Selected extract:
⁂

The cooks at the grill were friendly and helpful in assisting us to make our decisions.

This time, we both tried the nightly buffet, a changing cacophony of epicurean delights, predicated by the local catch of the day, seasonal vegetables, and an ever-changing menu. 

Having selected literally every offered julienne vegetable, this was my stir fry with shrimp, calamari, and snapper, topped with a few dashes of soy sauce, the only sauce on the list of 10 that I surmised was truly sugar and grain-free. Regular soy sauce may contain a small amount of wheat that may trigger serious reactions in those with Celiac’s Disease. Since I consider gluten intolerant, the small amount didn’t seem to bother me.  Overall, I’m opposed to consuming foods made with soy, based on its GMO status. But at times, one may choose to go with the flow when little else is available.

The main meat station consisted of a choice of meats and seafood, as much as desired, stir-fried with the wide array of julienne vegetables lined up at the cooking station for our selection.  In essence, it was a Chinese/Japanese type stir fry, cooked to order with a list of no less than 10 sauces from which to choose.

My stir fry with a side of snapper and buttered steamed vegetable. My mouth is watering as I write this. I can’t wait to go back for more of The Sands at Nomad’s fine food.
My salad bar plate with more calamari and octopus, plus a cheese salad, inspiring me to make this for us, plus marinated eggplant, zucchini, and more.

We didn’t partake of the offered beef kabobs, made fresh on the huge Teppanyaki grill, along with the stir fry. We simply had no room. The cooks were attentive and diligent in preparing our dishes exactly as preferred.

⁂

Work order 1: Name every kind of seafood the buffet account mentions by name.
Work order 2: Carry on the buffet account from the point where it stops.

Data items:
⁂

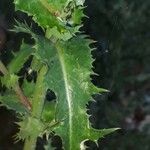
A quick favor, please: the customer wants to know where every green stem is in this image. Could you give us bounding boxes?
[24,66,47,150]
[24,137,37,150]
[0,60,8,75]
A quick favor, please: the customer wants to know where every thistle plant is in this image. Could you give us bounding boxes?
[0,0,116,150]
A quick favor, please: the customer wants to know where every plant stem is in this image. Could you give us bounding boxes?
[24,66,47,150]
[24,137,37,150]
[0,60,31,110]
[0,60,8,75]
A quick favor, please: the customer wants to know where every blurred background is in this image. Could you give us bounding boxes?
[0,0,150,150]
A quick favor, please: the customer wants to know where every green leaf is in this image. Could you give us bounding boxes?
[8,43,33,73]
[0,91,27,114]
[29,33,116,150]
[14,0,84,40]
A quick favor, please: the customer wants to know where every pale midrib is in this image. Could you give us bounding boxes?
[57,47,73,149]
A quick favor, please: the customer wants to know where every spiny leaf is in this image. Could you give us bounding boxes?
[0,91,27,114]
[8,43,33,73]
[27,32,115,150]
[14,0,84,40]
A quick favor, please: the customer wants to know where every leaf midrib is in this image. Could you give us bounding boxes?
[56,45,73,149]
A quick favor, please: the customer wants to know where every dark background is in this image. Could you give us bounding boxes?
[0,0,150,150]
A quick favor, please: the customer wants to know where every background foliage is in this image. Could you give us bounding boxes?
[0,0,150,150]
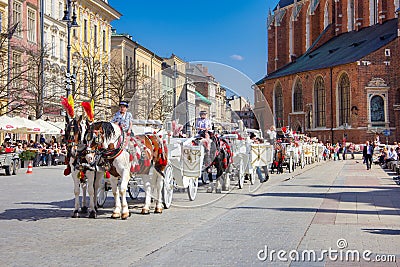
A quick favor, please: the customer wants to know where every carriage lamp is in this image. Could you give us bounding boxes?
[62,0,79,97]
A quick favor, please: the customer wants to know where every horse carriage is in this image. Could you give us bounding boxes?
[221,134,248,189]
[164,138,204,202]
[282,143,297,173]
[249,143,275,180]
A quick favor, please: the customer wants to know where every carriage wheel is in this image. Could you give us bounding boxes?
[128,181,140,200]
[249,168,257,185]
[97,179,107,208]
[188,178,199,201]
[4,161,14,176]
[201,172,208,185]
[162,166,174,209]
[238,159,244,189]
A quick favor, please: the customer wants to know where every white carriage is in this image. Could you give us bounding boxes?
[163,138,204,201]
[222,134,250,189]
[249,143,274,184]
[282,143,298,173]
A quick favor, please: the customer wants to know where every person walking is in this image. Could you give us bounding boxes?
[111,101,133,135]
[196,110,212,137]
[363,141,374,170]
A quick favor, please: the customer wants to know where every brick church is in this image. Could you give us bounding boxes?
[254,0,400,143]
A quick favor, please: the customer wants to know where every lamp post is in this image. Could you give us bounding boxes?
[62,0,79,97]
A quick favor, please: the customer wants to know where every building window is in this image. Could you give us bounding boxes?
[51,35,56,57]
[83,19,87,43]
[370,95,385,122]
[369,0,379,25]
[324,1,329,29]
[13,1,22,37]
[103,30,106,52]
[58,1,64,20]
[93,25,97,48]
[28,9,36,43]
[102,75,106,98]
[60,39,64,60]
[347,0,354,32]
[306,7,311,50]
[274,83,283,128]
[293,79,303,112]
[338,74,350,126]
[314,76,326,127]
[12,52,21,88]
[50,0,56,18]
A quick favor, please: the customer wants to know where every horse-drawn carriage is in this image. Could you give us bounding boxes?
[249,143,275,180]
[164,138,204,201]
[221,134,248,189]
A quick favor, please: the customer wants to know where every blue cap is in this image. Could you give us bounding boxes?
[119,101,129,107]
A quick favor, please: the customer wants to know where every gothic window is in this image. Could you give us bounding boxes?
[324,1,329,29]
[369,0,379,25]
[338,74,350,126]
[347,0,354,32]
[306,6,311,50]
[274,83,283,128]
[293,79,303,112]
[371,95,385,122]
[395,88,400,104]
[314,76,326,127]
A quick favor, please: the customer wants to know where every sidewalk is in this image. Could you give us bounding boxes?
[302,159,400,266]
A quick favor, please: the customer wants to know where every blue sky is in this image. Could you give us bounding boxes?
[109,0,277,102]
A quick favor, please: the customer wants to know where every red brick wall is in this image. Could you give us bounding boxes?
[264,40,400,143]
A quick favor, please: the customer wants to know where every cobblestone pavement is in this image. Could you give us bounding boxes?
[0,160,400,266]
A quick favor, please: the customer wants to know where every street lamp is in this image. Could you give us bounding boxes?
[62,0,79,97]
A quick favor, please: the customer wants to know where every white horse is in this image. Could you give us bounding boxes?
[88,121,167,219]
[65,116,103,218]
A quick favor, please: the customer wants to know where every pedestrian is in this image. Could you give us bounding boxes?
[363,141,374,170]
[349,143,356,159]
[250,137,269,183]
[196,110,212,137]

⁂

Exercise response 1: shrimp, calamari, snapper, octopus

Exercise response 2:
This is the two-sided salad bar with little doors, leaving food chilled and free from flies containing local dishes, none of which contained gluten, grains, starch, or sugar, I had a field day. To order the salad bar as a standalone was KES $700, US $8.23 but it wouldn’t work for me as it was lacking in protein, which I must include with each meal.

In addition, there were two tables filled with more options, including soup, potatoes, rice, noodles, grilled vegetables, Kenyan barbecue pork, and chicken. I tried the chicken to announce to Tom, that if that alone had been my entire dinner along with the vegetables I would have been content.  It was moist, flavorful, and fell off of the bone. 

The most interesting salad bar closed behind individual, easily opening little doors at a glass-windowed cooling station, was irresistible, most of which fit in well with my dietary constraints. (Flour based sauces are seldom used in Kenya by fine chefs. They’ve learned the value of a good reduction sauce which in most cases, I am able to order as a side).

Tom’s plate, including his stir fry with no veggies other than onion and celery, barbecue pork, a side of roasted potatoes, and white rice. He didn’t try the included salad bar, but did go back for seconds and a small dessert consisting of custard with chocolate sauce along with a few mini cream puffs.

Another feature offered by The Sands at Nomad is the complimentary taxi service, which, on both occasions, Gabriel showed up promptly at our guarded gates to pick us up.  The return after dinner was equally seamless.  Of course, we left a good tip. 

As for the cost for both dinners, ordering off the menu on the first Saturday night, our total bill, including tax, tips, and service fees was KES $3932.70, US $46.24. This past Saturday, by ordering the buffet at KES $2000, US $23.52 per person, plus Tom ordered two cocktails as opposed to two beers the first time, our total including tax, tips, and service fees was KES $6650.10, US $78.18. 

This photo was taken from our table at 8:00 pm this Saturday night while dining.

The buffet, in its uniqueness and varied options, maybe a choice we’d made on occasion, with a desire to try other items off of the menu. For me, on our next visit, I must repeat the grilled calamari and octopus as shown in the photo. It was divine.

Overall, The Sands at Nomad has proven to be much more than a restaurant and hotel, but a fine establishment for tourists and locals to visit for a relaxing and luxuriating respite from daily life. 

We offer a special thank you to Claudia and Richard for making us feel welcomed, pampered, and at ease.